* start *

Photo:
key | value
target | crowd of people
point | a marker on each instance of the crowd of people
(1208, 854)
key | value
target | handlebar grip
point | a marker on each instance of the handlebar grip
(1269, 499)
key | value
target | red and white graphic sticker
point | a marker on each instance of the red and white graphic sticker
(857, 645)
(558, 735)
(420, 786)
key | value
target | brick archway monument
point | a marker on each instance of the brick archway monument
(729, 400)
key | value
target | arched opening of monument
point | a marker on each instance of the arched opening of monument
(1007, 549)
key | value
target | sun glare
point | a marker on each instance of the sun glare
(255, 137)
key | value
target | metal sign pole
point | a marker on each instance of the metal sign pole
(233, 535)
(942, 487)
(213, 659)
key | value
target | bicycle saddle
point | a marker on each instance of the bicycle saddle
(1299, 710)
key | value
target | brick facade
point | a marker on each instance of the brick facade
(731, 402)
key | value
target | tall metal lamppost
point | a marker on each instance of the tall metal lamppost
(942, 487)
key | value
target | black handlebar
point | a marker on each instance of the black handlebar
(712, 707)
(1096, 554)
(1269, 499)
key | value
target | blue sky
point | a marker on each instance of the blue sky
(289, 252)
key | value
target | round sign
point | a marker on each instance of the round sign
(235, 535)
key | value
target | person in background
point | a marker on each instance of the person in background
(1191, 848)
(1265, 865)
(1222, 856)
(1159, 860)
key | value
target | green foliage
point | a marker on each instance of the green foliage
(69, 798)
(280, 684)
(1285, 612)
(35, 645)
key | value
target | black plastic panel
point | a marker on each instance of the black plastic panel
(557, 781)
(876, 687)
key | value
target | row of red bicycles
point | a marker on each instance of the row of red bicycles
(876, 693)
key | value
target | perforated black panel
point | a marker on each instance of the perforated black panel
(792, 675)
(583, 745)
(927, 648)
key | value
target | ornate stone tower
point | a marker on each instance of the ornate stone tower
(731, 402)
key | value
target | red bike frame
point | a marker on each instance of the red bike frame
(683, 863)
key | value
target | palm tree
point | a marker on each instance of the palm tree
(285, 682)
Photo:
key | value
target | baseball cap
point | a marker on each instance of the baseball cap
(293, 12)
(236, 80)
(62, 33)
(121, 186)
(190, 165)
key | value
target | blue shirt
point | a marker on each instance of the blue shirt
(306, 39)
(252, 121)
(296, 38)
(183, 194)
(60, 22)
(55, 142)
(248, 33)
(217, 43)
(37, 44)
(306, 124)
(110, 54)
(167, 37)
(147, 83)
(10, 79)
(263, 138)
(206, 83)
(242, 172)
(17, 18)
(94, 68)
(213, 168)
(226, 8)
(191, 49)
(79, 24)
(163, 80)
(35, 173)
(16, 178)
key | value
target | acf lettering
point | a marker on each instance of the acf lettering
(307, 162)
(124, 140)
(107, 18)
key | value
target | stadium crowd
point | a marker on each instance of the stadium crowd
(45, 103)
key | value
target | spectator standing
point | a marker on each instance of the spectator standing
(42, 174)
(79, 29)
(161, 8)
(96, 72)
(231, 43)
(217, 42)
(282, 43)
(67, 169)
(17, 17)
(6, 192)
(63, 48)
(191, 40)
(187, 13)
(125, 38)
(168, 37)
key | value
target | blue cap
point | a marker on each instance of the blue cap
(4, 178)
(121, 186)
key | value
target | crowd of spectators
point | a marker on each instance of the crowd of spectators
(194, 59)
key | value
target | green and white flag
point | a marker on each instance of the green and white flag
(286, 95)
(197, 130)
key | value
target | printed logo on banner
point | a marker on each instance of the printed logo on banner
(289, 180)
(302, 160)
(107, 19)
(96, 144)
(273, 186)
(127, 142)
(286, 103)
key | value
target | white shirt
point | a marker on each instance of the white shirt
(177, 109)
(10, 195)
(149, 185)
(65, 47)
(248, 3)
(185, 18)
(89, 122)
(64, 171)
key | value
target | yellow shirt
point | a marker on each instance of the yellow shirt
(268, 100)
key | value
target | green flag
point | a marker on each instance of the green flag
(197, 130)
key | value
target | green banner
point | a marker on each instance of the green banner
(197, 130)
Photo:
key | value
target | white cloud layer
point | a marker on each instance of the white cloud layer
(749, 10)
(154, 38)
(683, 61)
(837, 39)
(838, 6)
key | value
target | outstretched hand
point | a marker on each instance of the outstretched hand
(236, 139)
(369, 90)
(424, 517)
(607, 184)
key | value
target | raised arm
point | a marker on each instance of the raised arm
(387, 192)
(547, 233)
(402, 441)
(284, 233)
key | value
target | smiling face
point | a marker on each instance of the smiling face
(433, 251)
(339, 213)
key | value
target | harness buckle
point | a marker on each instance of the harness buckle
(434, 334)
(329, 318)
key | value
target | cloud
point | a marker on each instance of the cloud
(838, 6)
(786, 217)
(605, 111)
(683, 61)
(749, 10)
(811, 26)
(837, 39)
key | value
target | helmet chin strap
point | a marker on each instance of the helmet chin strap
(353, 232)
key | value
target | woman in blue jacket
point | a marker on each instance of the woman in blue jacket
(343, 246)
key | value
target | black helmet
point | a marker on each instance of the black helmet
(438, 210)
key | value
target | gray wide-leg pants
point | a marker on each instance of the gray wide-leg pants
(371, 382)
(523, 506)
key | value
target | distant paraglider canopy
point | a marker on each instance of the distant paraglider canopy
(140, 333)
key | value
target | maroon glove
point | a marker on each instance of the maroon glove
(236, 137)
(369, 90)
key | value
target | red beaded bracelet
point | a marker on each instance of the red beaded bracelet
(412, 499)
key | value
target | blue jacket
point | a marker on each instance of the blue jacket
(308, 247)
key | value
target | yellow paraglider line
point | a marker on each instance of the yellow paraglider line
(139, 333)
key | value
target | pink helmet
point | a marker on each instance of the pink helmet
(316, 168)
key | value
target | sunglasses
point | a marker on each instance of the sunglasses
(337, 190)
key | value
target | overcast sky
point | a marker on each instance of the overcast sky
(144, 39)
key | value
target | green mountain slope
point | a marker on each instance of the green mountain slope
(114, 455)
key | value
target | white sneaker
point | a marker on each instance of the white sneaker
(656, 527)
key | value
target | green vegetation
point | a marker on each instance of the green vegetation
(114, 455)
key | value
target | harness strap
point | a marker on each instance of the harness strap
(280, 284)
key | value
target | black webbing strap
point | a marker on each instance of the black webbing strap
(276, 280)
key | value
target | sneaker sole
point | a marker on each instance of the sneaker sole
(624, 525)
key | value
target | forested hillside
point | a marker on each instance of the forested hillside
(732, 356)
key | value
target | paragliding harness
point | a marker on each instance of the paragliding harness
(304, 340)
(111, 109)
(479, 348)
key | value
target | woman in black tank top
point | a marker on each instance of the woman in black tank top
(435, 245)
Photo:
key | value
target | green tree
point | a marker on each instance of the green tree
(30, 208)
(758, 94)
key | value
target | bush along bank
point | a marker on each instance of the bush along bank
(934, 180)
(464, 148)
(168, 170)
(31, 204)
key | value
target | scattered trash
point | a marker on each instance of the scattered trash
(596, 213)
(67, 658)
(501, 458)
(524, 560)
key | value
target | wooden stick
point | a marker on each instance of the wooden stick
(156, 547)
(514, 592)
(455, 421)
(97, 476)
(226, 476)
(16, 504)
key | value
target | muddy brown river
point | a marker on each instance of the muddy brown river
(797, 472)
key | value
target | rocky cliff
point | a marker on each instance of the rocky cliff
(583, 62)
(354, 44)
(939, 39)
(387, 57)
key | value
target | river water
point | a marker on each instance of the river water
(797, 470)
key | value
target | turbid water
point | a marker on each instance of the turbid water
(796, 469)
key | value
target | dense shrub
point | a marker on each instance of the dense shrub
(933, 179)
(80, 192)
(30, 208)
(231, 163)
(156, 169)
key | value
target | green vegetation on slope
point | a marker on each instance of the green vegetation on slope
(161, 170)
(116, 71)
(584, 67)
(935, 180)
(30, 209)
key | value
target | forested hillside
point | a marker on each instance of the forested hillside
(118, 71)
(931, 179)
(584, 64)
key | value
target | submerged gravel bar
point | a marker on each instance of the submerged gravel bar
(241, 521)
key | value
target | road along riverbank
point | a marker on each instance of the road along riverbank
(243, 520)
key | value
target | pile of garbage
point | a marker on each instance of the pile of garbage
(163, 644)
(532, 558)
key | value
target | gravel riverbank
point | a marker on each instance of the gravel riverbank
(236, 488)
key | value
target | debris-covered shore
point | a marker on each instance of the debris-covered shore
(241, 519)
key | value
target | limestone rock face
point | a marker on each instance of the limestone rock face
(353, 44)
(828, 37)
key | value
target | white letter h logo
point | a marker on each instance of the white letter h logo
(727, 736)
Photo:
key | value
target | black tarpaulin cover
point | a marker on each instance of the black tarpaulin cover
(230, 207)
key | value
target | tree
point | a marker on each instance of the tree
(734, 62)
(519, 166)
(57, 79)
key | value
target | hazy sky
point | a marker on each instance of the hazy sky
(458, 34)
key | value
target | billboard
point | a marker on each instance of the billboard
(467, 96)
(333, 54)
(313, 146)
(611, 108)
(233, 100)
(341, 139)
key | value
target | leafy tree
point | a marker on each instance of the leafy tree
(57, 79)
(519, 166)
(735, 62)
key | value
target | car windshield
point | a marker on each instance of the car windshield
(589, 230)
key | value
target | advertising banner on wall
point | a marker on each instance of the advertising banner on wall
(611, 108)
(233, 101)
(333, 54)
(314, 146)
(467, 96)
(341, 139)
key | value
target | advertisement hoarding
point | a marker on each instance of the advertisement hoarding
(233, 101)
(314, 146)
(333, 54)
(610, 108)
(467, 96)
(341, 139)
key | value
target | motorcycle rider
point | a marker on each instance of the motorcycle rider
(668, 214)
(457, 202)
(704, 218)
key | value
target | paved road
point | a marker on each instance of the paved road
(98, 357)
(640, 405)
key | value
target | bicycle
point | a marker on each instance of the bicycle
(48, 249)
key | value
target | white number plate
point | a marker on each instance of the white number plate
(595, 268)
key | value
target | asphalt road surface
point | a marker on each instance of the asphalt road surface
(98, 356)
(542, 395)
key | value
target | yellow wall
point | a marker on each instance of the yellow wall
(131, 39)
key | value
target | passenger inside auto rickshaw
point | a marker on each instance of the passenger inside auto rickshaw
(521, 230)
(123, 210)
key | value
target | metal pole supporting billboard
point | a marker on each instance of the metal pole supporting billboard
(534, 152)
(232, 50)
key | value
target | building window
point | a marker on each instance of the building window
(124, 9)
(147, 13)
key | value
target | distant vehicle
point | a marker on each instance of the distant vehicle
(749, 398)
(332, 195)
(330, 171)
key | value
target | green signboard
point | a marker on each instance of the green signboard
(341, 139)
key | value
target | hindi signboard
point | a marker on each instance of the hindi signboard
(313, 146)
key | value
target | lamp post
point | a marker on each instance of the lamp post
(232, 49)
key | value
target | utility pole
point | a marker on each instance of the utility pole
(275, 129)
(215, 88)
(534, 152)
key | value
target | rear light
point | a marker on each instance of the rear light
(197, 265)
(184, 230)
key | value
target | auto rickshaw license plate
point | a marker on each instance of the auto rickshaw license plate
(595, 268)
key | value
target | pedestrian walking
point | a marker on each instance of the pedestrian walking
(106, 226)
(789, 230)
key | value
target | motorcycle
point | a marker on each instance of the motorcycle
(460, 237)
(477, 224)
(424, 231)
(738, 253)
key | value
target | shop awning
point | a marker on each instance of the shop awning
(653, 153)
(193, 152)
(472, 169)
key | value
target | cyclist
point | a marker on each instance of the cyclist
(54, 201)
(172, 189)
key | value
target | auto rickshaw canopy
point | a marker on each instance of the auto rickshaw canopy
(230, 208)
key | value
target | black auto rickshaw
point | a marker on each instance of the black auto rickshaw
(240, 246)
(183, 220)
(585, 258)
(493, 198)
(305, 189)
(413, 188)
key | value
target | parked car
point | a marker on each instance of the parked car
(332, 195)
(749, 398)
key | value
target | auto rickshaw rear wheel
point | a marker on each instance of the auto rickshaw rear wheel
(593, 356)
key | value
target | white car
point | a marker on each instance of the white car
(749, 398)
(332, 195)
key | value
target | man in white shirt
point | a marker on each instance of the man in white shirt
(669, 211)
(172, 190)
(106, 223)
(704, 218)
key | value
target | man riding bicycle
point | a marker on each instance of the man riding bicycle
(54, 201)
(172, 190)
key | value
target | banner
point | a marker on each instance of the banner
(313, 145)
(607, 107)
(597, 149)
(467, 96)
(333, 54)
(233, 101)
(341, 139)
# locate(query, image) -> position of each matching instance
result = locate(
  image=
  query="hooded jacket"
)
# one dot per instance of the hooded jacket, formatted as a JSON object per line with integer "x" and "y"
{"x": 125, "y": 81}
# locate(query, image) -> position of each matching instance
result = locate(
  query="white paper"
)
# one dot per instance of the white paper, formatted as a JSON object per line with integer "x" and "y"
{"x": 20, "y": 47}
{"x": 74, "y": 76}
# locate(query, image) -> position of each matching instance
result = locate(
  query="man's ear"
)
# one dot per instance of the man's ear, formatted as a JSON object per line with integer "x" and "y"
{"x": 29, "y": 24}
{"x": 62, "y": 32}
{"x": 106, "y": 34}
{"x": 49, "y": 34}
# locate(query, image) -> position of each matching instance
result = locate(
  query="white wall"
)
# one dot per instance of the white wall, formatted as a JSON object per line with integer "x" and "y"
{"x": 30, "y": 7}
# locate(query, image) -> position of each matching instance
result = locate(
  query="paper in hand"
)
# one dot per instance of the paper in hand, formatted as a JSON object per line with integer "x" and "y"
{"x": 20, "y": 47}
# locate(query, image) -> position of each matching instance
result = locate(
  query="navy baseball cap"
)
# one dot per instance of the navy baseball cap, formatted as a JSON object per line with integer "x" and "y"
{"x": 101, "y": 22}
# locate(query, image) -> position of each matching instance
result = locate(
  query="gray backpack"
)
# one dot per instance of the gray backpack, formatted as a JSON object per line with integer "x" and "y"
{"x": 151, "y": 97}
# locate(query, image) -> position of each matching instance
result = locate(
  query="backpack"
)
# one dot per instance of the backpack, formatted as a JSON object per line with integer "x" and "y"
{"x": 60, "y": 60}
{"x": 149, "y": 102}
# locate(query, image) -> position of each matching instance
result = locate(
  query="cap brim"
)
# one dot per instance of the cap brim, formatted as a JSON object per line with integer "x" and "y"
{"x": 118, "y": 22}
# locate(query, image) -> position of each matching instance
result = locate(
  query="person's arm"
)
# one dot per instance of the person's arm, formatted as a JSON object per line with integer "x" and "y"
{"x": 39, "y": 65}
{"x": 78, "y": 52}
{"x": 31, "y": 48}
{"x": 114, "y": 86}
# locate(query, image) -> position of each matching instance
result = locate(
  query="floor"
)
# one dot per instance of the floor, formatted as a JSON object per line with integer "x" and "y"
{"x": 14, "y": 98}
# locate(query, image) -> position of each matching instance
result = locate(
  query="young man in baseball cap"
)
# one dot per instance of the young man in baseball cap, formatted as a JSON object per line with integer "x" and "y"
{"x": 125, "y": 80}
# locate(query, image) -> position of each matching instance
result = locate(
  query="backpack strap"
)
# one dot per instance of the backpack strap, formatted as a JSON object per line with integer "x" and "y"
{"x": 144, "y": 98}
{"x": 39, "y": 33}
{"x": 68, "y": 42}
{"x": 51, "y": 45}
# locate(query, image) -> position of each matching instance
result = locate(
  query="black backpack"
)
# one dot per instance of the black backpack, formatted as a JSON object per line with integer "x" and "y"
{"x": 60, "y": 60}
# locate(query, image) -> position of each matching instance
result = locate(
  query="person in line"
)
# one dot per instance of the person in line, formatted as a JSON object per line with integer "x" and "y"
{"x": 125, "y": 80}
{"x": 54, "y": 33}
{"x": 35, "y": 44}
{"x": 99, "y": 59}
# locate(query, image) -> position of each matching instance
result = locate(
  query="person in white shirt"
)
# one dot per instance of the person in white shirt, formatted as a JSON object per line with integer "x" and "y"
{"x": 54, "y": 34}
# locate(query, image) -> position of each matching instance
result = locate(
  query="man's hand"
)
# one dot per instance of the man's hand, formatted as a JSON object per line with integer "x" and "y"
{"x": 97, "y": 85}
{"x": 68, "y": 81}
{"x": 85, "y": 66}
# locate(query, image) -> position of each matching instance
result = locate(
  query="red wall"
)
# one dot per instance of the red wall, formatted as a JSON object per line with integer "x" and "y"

* end *

### Objective
Copy out each line of the entries above that contains the string "passenger", treating uppercase and lowercase letters as different.

### Task response
target | passenger inside auto rickshaw
point | a marker on each instance of the passenger inside auto rickshaw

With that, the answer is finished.